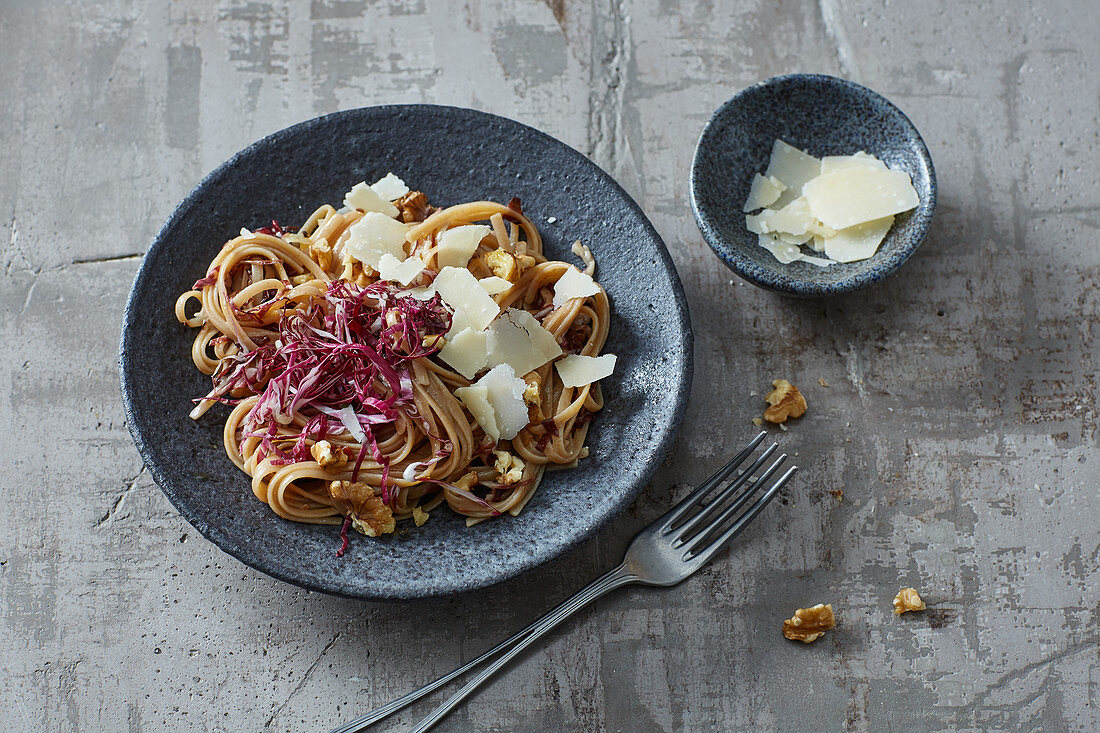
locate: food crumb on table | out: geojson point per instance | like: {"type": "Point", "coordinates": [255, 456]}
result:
{"type": "Point", "coordinates": [810, 624]}
{"type": "Point", "coordinates": [908, 599]}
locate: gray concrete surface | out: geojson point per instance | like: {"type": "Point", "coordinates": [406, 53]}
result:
{"type": "Point", "coordinates": [959, 418]}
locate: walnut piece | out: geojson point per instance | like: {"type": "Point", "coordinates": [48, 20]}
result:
{"type": "Point", "coordinates": [414, 207]}
{"type": "Point", "coordinates": [908, 600]}
{"type": "Point", "coordinates": [784, 402]}
{"type": "Point", "coordinates": [370, 515]}
{"type": "Point", "coordinates": [509, 467]}
{"type": "Point", "coordinates": [810, 624]}
{"type": "Point", "coordinates": [326, 456]}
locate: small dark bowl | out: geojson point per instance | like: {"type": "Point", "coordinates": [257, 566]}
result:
{"type": "Point", "coordinates": [823, 116]}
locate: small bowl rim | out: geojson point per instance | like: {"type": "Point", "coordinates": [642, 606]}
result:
{"type": "Point", "coordinates": [748, 270]}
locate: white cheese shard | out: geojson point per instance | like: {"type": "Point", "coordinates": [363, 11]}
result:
{"type": "Point", "coordinates": [389, 187]}
{"type": "Point", "coordinates": [496, 402]}
{"type": "Point", "coordinates": [458, 244]}
{"type": "Point", "coordinates": [573, 284]}
{"type": "Point", "coordinates": [793, 167]}
{"type": "Point", "coordinates": [518, 339]}
{"type": "Point", "coordinates": [364, 198]}
{"type": "Point", "coordinates": [494, 285]}
{"type": "Point", "coordinates": [575, 370]}
{"type": "Point", "coordinates": [856, 195]}
{"type": "Point", "coordinates": [858, 242]}
{"type": "Point", "coordinates": [396, 271]}
{"type": "Point", "coordinates": [763, 192]}
{"type": "Point", "coordinates": [831, 163]}
{"type": "Point", "coordinates": [475, 398]}
{"type": "Point", "coordinates": [465, 352]}
{"type": "Point", "coordinates": [376, 234]}
{"type": "Point", "coordinates": [782, 251]}
{"type": "Point", "coordinates": [422, 293]}
{"type": "Point", "coordinates": [473, 307]}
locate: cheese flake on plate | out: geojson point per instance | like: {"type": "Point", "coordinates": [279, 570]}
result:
{"type": "Point", "coordinates": [376, 234]}
{"type": "Point", "coordinates": [856, 195]}
{"type": "Point", "coordinates": [793, 167]}
{"type": "Point", "coordinates": [475, 397]}
{"type": "Point", "coordinates": [458, 244]}
{"type": "Point", "coordinates": [473, 307]}
{"type": "Point", "coordinates": [518, 339]}
{"type": "Point", "coordinates": [763, 192]}
{"type": "Point", "coordinates": [396, 271]}
{"type": "Point", "coordinates": [575, 370]}
{"type": "Point", "coordinates": [389, 187]}
{"type": "Point", "coordinates": [364, 198]}
{"type": "Point", "coordinates": [857, 242]}
{"type": "Point", "coordinates": [496, 402]}
{"type": "Point", "coordinates": [465, 352]}
{"type": "Point", "coordinates": [494, 285]}
{"type": "Point", "coordinates": [573, 284]}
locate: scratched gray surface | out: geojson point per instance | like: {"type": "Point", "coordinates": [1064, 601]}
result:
{"type": "Point", "coordinates": [960, 418]}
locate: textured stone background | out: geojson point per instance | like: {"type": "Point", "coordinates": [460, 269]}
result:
{"type": "Point", "coordinates": [960, 418]}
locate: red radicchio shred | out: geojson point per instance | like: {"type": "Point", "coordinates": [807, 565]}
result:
{"type": "Point", "coordinates": [209, 280]}
{"type": "Point", "coordinates": [344, 349]}
{"type": "Point", "coordinates": [343, 536]}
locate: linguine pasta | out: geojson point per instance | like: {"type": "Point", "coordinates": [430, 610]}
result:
{"type": "Point", "coordinates": [342, 411]}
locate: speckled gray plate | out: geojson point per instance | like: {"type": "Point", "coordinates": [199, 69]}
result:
{"type": "Point", "coordinates": [823, 116]}
{"type": "Point", "coordinates": [453, 155]}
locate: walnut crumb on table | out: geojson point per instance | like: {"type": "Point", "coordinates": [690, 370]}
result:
{"type": "Point", "coordinates": [908, 600]}
{"type": "Point", "coordinates": [810, 624]}
{"type": "Point", "coordinates": [784, 401]}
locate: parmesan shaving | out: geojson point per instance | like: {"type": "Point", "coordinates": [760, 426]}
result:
{"type": "Point", "coordinates": [573, 284]}
{"type": "Point", "coordinates": [578, 371]}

Required task → Reproduce all of the items above word for word, leaving out the pictures.

Final result →
locate: food crumb on table | out: geojson point per instance | like: {"type": "Point", "coordinates": [255, 456]}
result:
{"type": "Point", "coordinates": [810, 624]}
{"type": "Point", "coordinates": [908, 599]}
locate: gray concrete surface | out: geojson point per instance | like: {"type": "Point", "coordinates": [406, 53]}
result:
{"type": "Point", "coordinates": [959, 418]}
locate: walnut piece | out: geojson point per instance | like: {"type": "Point", "coordinates": [48, 20]}
result:
{"type": "Point", "coordinates": [414, 207]}
{"type": "Point", "coordinates": [908, 600]}
{"type": "Point", "coordinates": [784, 402]}
{"type": "Point", "coordinates": [370, 515]}
{"type": "Point", "coordinates": [509, 467]}
{"type": "Point", "coordinates": [810, 624]}
{"type": "Point", "coordinates": [326, 456]}
locate: small dark bowl | out: geojson point per instance | like: {"type": "Point", "coordinates": [257, 566]}
result:
{"type": "Point", "coordinates": [823, 116]}
locate: small bowl rim | out: geojson point per instance | like: {"type": "Point", "coordinates": [642, 606]}
result:
{"type": "Point", "coordinates": [748, 270]}
locate: white cheese shard | out: geojson point per instance | like: {"type": "Point", "coordinates": [363, 11]}
result:
{"type": "Point", "coordinates": [389, 187]}
{"type": "Point", "coordinates": [496, 402]}
{"type": "Point", "coordinates": [458, 244]}
{"type": "Point", "coordinates": [573, 284]}
{"type": "Point", "coordinates": [793, 167]}
{"type": "Point", "coordinates": [518, 339]}
{"type": "Point", "coordinates": [364, 198]}
{"type": "Point", "coordinates": [494, 285]}
{"type": "Point", "coordinates": [575, 370]}
{"type": "Point", "coordinates": [856, 195]}
{"type": "Point", "coordinates": [858, 242]}
{"type": "Point", "coordinates": [396, 271]}
{"type": "Point", "coordinates": [763, 192]}
{"type": "Point", "coordinates": [831, 163]}
{"type": "Point", "coordinates": [475, 398]}
{"type": "Point", "coordinates": [465, 352]}
{"type": "Point", "coordinates": [376, 234]}
{"type": "Point", "coordinates": [782, 251]}
{"type": "Point", "coordinates": [422, 293]}
{"type": "Point", "coordinates": [473, 307]}
locate: cheese flake on plate | out: geojson point per instance | like: {"type": "Point", "coordinates": [279, 570]}
result:
{"type": "Point", "coordinates": [376, 234]}
{"type": "Point", "coordinates": [856, 195]}
{"type": "Point", "coordinates": [793, 167]}
{"type": "Point", "coordinates": [475, 397]}
{"type": "Point", "coordinates": [458, 244]}
{"type": "Point", "coordinates": [473, 307]}
{"type": "Point", "coordinates": [518, 339]}
{"type": "Point", "coordinates": [763, 192]}
{"type": "Point", "coordinates": [396, 271]}
{"type": "Point", "coordinates": [575, 370]}
{"type": "Point", "coordinates": [389, 187]}
{"type": "Point", "coordinates": [364, 198]}
{"type": "Point", "coordinates": [857, 242]}
{"type": "Point", "coordinates": [496, 402]}
{"type": "Point", "coordinates": [465, 352]}
{"type": "Point", "coordinates": [494, 285]}
{"type": "Point", "coordinates": [573, 284]}
locate: scratched gray surface | out: geojson point per instance | like: {"type": "Point", "coordinates": [1064, 601]}
result:
{"type": "Point", "coordinates": [960, 418]}
locate: textured stone background | out: geojson point per instance | like: {"type": "Point", "coordinates": [460, 269]}
result:
{"type": "Point", "coordinates": [960, 418]}
locate: red radicchio shred | out: geojson point per instance | like: {"type": "Point", "coordinates": [807, 565]}
result:
{"type": "Point", "coordinates": [209, 280]}
{"type": "Point", "coordinates": [344, 349]}
{"type": "Point", "coordinates": [343, 536]}
locate: linguine pasta | out: geojson point per instance | like: {"type": "Point", "coordinates": [430, 610]}
result:
{"type": "Point", "coordinates": [342, 411]}
locate: speckled gray plate | out: geojson point per instance | like: {"type": "Point", "coordinates": [199, 69]}
result:
{"type": "Point", "coordinates": [823, 116]}
{"type": "Point", "coordinates": [453, 155]}
locate: walnut crumb on table | out: geojson point per instance | like: {"type": "Point", "coordinates": [690, 370]}
result:
{"type": "Point", "coordinates": [908, 600]}
{"type": "Point", "coordinates": [810, 624]}
{"type": "Point", "coordinates": [784, 401]}
locate: parmesan shaving | out: geojson point per instance | like: {"type": "Point", "coordinates": [760, 426]}
result:
{"type": "Point", "coordinates": [573, 284]}
{"type": "Point", "coordinates": [578, 371]}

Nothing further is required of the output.